:: AVAILABLE DATA ::
BEGIN

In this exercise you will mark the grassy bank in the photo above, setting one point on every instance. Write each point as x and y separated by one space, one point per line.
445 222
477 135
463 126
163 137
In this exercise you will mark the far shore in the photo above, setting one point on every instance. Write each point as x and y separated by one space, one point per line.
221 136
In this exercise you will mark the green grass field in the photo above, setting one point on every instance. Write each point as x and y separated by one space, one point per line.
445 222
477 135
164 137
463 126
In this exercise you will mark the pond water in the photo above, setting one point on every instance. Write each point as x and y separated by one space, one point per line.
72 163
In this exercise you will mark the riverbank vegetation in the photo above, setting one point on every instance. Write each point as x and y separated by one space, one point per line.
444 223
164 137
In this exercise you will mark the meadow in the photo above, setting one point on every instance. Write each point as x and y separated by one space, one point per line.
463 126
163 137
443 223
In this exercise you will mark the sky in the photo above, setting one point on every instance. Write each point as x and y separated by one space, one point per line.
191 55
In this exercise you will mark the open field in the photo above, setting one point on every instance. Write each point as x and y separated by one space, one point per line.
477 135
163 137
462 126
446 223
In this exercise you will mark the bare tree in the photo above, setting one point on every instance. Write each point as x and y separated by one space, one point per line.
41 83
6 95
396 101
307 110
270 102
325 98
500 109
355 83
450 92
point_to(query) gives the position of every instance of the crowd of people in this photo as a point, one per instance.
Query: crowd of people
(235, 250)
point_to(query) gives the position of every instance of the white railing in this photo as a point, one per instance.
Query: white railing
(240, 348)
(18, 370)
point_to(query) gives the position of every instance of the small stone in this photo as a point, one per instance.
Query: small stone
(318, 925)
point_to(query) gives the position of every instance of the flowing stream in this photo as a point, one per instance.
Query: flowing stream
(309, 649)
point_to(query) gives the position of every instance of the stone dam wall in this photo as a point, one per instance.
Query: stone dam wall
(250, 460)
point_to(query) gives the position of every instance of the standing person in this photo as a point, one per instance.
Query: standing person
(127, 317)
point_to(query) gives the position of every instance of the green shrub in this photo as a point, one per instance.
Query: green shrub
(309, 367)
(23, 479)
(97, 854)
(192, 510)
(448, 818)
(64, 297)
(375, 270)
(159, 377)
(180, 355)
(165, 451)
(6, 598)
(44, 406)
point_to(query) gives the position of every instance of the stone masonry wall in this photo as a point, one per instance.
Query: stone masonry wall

END

:: WHAT YOU ARE ASKED TO DO ::
Transcribe, in full, each record that appears above.

:: ANSWER BOX ::
In this exercise you will mark the grassy bank in the photo above, setting one point on every instance. Write each point as x and y separated by one space, one point per line.
445 222
477 135
463 126
163 137
In this exercise you will mark the far shore in the photo above, setting one point on every instance. Write each point as x and y separated by one space, one point per line.
221 136
In this exercise you will mark the green grass field in the photo above, setting one point on every instance. Write each point as x and y separated by one space, one point per line.
445 222
477 135
164 137
463 126
In this exercise you will mark the pond water in the photo above, setting one point on every instance. Write each point as x and y separated by one space, one point per line.
72 163
In this exercise you will mark the riverbank vegetation in the photo above, setting one point on every instance. Write each point as x and y separated by one space, one point per line.
444 223
164 137
In this exercise you will mark the meadow in the photo above, setting one point on every instance. Write each point as x and y separated by one space, one point per line.
463 126
163 137
443 223
In this exercise you will mark the sky in the photo above, setting one point on every instance. Write each point as x and y separated by one space, one point per line.
191 55
In this exercise you will mark the open field in the photo above, setting one point on every instance. Write each point as x and y separated by one space, one point per line.
477 135
163 137
462 126
446 223
In this exercise you will mark the bare tree in the photo above, setting one point on every instance. Write each point as x and y separated by one space, one point per line.
41 83
6 95
396 101
307 110
270 102
325 98
500 109
355 83
450 92
point_to(query) gives the position of every instance of the crowd of people in this photo as a point, one per instance.
Query: crowd of people
(235, 250)
point_to(query) gives the position of every instance of the white railing in this photo as a point, one per instance.
Query: white railing
(240, 348)
(18, 370)
point_to(query) gives the position of every instance of the small stone in this photo as a point, one per instance.
Query: small stone
(318, 925)
point_to(query) gives the position of every instance of the flowing stream in this photo as a point, one per instance.
Query: flowing stream
(309, 649)
point_to(query) gives the position of every instance of the stone dam wall in this photo as a point, one per instance.
Query: stone dam wall
(250, 460)
point_to(query) gives the position of every instance of the standing person in this photo as a point, one per instance.
Query: standing person
(127, 317)
point_to(query) gives the position of every instance of the green shrub in this photo as a point, one per instance.
Query: green shrub
(309, 367)
(23, 479)
(97, 854)
(192, 510)
(448, 818)
(64, 297)
(375, 270)
(159, 377)
(180, 355)
(165, 451)
(6, 598)
(44, 406)
point_to(query) gives the position of every instance of the stone masonry wall in this photo as a point, one per instance.
Query: stone masonry wall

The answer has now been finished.